(Saved entries)
———

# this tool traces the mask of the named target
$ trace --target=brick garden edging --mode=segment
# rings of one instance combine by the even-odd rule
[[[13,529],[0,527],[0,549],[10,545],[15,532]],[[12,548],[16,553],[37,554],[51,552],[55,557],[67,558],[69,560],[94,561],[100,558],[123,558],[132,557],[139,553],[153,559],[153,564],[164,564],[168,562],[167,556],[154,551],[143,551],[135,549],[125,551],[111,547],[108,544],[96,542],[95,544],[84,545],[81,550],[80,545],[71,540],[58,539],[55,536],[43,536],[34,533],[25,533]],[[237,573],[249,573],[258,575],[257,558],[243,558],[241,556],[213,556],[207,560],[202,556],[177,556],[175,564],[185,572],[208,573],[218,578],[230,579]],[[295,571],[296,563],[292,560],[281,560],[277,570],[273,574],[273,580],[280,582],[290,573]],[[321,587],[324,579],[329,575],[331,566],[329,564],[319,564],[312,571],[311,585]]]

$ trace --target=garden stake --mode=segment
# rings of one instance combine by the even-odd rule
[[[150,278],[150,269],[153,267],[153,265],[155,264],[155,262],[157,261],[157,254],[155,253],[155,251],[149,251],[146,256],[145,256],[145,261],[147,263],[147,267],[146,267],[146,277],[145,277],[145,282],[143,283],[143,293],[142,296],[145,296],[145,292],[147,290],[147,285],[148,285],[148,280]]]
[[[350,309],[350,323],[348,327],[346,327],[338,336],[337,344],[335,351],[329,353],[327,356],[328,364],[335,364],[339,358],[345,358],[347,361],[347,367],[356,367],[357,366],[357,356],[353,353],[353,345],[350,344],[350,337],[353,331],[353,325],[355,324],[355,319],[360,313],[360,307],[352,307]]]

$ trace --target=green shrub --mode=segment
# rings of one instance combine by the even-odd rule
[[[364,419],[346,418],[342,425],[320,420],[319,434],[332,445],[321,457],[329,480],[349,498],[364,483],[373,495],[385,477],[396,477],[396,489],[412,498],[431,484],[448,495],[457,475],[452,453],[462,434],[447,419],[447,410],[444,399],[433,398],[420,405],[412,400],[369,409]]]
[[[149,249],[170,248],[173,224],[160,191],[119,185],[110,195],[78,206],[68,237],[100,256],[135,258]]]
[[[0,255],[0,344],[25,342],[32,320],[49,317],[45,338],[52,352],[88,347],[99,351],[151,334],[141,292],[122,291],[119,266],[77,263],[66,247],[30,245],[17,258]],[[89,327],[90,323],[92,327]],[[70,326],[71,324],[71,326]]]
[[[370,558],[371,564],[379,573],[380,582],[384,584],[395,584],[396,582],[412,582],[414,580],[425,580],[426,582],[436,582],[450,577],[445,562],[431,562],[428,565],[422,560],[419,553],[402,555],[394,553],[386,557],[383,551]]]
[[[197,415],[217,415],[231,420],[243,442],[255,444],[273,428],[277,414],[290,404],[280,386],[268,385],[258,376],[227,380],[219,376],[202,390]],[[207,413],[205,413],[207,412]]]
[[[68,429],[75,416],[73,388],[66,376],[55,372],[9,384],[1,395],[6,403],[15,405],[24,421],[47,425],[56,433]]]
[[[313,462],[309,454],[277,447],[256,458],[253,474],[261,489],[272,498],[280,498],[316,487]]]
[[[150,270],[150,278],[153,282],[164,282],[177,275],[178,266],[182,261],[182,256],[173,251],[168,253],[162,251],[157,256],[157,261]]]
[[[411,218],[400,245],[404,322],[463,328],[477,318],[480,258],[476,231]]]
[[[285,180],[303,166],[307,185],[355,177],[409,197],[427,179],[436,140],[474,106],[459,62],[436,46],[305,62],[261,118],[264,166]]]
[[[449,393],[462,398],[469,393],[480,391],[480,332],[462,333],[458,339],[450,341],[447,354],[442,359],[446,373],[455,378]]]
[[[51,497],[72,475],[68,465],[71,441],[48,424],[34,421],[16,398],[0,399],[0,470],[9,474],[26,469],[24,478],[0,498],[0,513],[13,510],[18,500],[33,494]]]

———

Reproduce every entry above so that each one matches its source exactly.

# this tool traces the mask of the named target
$ trace --target=brick garden edging --mode=segment
# rings of one instance combine by the even-odd rule
[[[13,529],[0,527],[0,549],[10,545],[15,532]],[[12,548],[16,553],[37,554],[51,552],[55,557],[67,558],[69,560],[94,561],[100,558],[123,558],[132,557],[139,553],[153,559],[153,564],[164,564],[168,562],[167,556],[154,551],[143,551],[135,549],[125,551],[111,547],[108,544],[96,542],[95,544],[84,545],[81,550],[80,545],[71,540],[58,539],[55,536],[43,536],[34,533],[25,533]],[[237,573],[249,573],[258,575],[257,558],[243,558],[241,556],[213,556],[207,560],[202,556],[177,556],[175,564],[185,572],[208,573],[218,578],[230,579]],[[295,571],[296,563],[292,560],[281,560],[277,570],[273,574],[273,580],[280,582],[290,573]],[[321,587],[324,579],[329,575],[331,566],[329,564],[319,564],[312,571],[311,585]]]

$ trace --target=garden stake --mode=segment
# rings of one instance combine by the even-odd rule
[[[150,278],[150,269],[153,267],[153,265],[155,264],[155,262],[157,261],[157,254],[155,253],[155,251],[149,251],[146,256],[145,256],[145,261],[147,263],[147,267],[146,267],[146,277],[145,277],[145,282],[143,283],[143,293],[142,296],[145,296],[145,292],[147,290],[147,285],[148,285],[148,280]]]
[[[350,309],[350,323],[348,327],[346,327],[338,336],[337,344],[335,351],[329,353],[327,356],[328,364],[335,364],[339,358],[345,358],[347,361],[347,367],[356,367],[357,366],[357,356],[353,353],[353,345],[350,344],[350,337],[353,331],[353,325],[355,324],[355,319],[360,313],[360,307],[352,307]]]

$ trace --target=green shrub --mode=segment
# rings of one instance combine by the even-odd rule
[[[364,419],[346,418],[342,425],[320,420],[319,434],[332,445],[321,457],[329,480],[349,498],[364,483],[373,495],[385,477],[396,477],[396,489],[412,498],[431,484],[448,495],[457,475],[452,453],[462,434],[447,419],[447,410],[444,399],[433,398],[420,405],[412,400],[369,409]]]
[[[149,249],[170,248],[173,224],[160,191],[119,185],[110,195],[78,206],[68,237],[100,256],[135,258]]]
[[[0,255],[0,344],[25,342],[32,320],[49,317],[45,338],[52,352],[88,347],[99,351],[151,334],[141,292],[122,291],[119,266],[77,263],[66,247],[30,245],[17,258]],[[89,327],[90,323],[92,327]],[[70,326],[71,324],[71,326]]]
[[[370,558],[371,564],[379,573],[380,582],[384,584],[395,584],[396,582],[412,582],[414,580],[425,580],[426,582],[436,582],[450,577],[445,562],[431,562],[428,565],[422,560],[419,553],[402,555],[394,553],[386,557],[383,551]]]
[[[197,415],[217,415],[231,420],[243,442],[255,444],[273,428],[277,414],[290,404],[280,386],[268,385],[258,376],[227,380],[219,376],[202,390]],[[207,413],[205,413],[207,412]]]
[[[68,429],[75,416],[73,388],[66,376],[55,372],[9,384],[1,395],[6,403],[15,405],[24,421],[47,425],[56,433]]]
[[[313,462],[309,454],[277,447],[256,458],[253,474],[261,489],[272,498],[280,498],[316,487]]]
[[[150,270],[150,278],[153,282],[164,282],[177,275],[178,266],[182,261],[182,256],[173,251],[168,253],[162,251],[157,256],[157,261]]]
[[[411,218],[400,245],[404,322],[463,328],[477,318],[480,258],[476,231]]]
[[[285,180],[303,166],[307,185],[355,177],[409,197],[427,179],[436,140],[474,106],[459,62],[436,46],[305,62],[261,118],[264,166]]]
[[[449,393],[462,398],[469,393],[480,391],[480,332],[462,333],[458,339],[450,341],[447,354],[442,359],[446,373],[455,378]]]
[[[51,497],[72,475],[68,465],[71,441],[48,424],[34,421],[16,398],[0,399],[0,470],[9,474],[26,469],[24,478],[0,498],[0,513],[13,510],[18,500],[33,494]]]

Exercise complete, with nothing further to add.